Records in a dataset
* begin *

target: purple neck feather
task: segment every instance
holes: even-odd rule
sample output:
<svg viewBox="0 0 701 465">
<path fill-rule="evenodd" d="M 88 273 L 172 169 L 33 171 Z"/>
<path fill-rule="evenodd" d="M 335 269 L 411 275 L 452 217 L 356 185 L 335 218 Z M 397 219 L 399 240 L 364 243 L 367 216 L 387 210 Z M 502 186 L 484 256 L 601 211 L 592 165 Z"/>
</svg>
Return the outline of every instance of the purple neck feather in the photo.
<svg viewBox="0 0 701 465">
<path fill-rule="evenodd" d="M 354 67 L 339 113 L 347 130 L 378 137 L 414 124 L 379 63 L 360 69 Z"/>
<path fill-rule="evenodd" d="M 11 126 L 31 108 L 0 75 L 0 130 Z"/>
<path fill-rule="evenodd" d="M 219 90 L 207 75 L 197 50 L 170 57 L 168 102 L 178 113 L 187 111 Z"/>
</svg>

* end *

» **PROBLEM STATEMENT**:
Please copy the lines above word for word.

» **ANSWER TO THIS PROBLEM**:
target: purple neck feather
task: segment every instance
holes: even-odd rule
sample output:
<svg viewBox="0 0 701 465">
<path fill-rule="evenodd" d="M 88 273 L 172 169 L 33 171 Z"/>
<path fill-rule="evenodd" d="M 335 269 L 411 275 L 452 217 L 356 185 L 335 218 Z M 397 219 L 399 240 L 364 243 L 367 216 L 387 210 Z M 502 186 L 484 256 L 601 211 L 592 165 Z"/>
</svg>
Return the outline of every instance of the purple neck feather in the photo.
<svg viewBox="0 0 701 465">
<path fill-rule="evenodd" d="M 354 67 L 339 113 L 347 130 L 378 137 L 414 124 L 379 63 L 360 69 Z"/>
<path fill-rule="evenodd" d="M 11 126 L 31 108 L 0 75 L 0 130 Z"/>
<path fill-rule="evenodd" d="M 219 90 L 207 75 L 197 50 L 170 57 L 168 102 L 178 113 L 187 111 Z"/>
</svg>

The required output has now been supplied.